═════ Exercise data

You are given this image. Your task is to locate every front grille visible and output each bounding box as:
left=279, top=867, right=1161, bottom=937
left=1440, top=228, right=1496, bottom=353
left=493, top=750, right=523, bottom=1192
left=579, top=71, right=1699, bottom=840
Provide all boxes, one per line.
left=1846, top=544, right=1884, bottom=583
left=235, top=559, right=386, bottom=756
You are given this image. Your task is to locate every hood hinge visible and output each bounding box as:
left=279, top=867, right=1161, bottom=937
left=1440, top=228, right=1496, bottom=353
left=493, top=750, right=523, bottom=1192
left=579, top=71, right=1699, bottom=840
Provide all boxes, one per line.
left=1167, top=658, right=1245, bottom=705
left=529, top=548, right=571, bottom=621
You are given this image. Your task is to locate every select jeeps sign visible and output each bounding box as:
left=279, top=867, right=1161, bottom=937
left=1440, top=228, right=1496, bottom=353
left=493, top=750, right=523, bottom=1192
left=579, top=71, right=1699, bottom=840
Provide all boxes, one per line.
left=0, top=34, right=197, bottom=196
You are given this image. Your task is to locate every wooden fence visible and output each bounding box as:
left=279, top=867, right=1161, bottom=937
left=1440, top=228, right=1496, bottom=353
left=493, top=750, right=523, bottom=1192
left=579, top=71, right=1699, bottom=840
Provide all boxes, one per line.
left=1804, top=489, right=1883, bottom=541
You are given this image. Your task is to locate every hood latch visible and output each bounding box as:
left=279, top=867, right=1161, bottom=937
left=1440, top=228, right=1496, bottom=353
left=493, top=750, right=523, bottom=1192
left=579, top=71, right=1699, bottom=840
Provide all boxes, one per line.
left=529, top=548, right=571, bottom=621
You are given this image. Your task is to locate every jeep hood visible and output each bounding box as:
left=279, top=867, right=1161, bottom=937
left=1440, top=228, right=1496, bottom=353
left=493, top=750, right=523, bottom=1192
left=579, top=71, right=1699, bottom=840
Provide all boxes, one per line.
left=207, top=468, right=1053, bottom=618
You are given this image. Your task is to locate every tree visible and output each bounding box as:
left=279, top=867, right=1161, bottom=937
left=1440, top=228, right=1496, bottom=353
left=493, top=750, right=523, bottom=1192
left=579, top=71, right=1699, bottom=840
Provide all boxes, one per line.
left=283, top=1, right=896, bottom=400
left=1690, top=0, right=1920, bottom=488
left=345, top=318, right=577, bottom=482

══════════

Exercise instructions: Take the material above and transcribe all of it exactly.

Result:
You are given this image. Your task is to locate every front grille visible and output each bounding box as:
left=279, top=867, right=1161, bottom=937
left=1440, top=228, right=1496, bottom=353
left=493, top=750, right=523, bottom=1192
left=579, top=71, right=1699, bottom=840
Provide all boxes, one per line.
left=1846, top=544, right=1884, bottom=583
left=235, top=559, right=386, bottom=756
You are given this image. Your task is to locate every hood hinge visible and output each bounding box as:
left=279, top=867, right=1161, bottom=937
left=1440, top=228, right=1496, bottom=353
left=493, top=750, right=523, bottom=1192
left=579, top=71, right=1699, bottom=840
Provide all boxes, one per line.
left=1167, top=658, right=1245, bottom=705
left=529, top=548, right=571, bottom=621
You are given this image. Your task is to locate every select jeeps sign visible and output each bounding box as:
left=279, top=867, right=1161, bottom=937
left=1440, top=228, right=1496, bottom=353
left=493, top=750, right=523, bottom=1192
left=579, top=71, right=1699, bottom=840
Provide all boxes, one per line.
left=0, top=34, right=197, bottom=196
You are given this image. Your task is to locate every wooden fence visible and output each bounding box as:
left=279, top=867, right=1161, bottom=937
left=1440, top=228, right=1496, bottom=353
left=493, top=750, right=523, bottom=1192
left=579, top=71, right=1699, bottom=840
Provide all boxes, one per line.
left=1804, top=489, right=1883, bottom=541
You are given this image. Your task is to locate every hood latch visible and output each bounding box as:
left=279, top=867, right=1161, bottom=937
left=1440, top=228, right=1496, bottom=353
left=493, top=750, right=523, bottom=1192
left=579, top=71, right=1699, bottom=840
Provide all boxes, one per line.
left=529, top=548, right=571, bottom=621
You are given this image. Your task is to locate every jeep hood visible and output each bounding box as:
left=279, top=867, right=1161, bottom=937
left=1440, top=228, right=1496, bottom=353
left=493, top=750, right=523, bottom=1192
left=579, top=71, right=1699, bottom=840
Provide all boxes, one per line.
left=207, top=468, right=1053, bottom=618
You are given this image. Your task is to locate every tree visible and output each bounding box as:
left=279, top=867, right=1161, bottom=937
left=1440, top=228, right=1496, bottom=353
left=493, top=750, right=523, bottom=1192
left=579, top=71, right=1699, bottom=840
Provide all boxes, one per line.
left=283, top=1, right=896, bottom=400
left=1690, top=0, right=1920, bottom=488
left=345, top=318, right=577, bottom=482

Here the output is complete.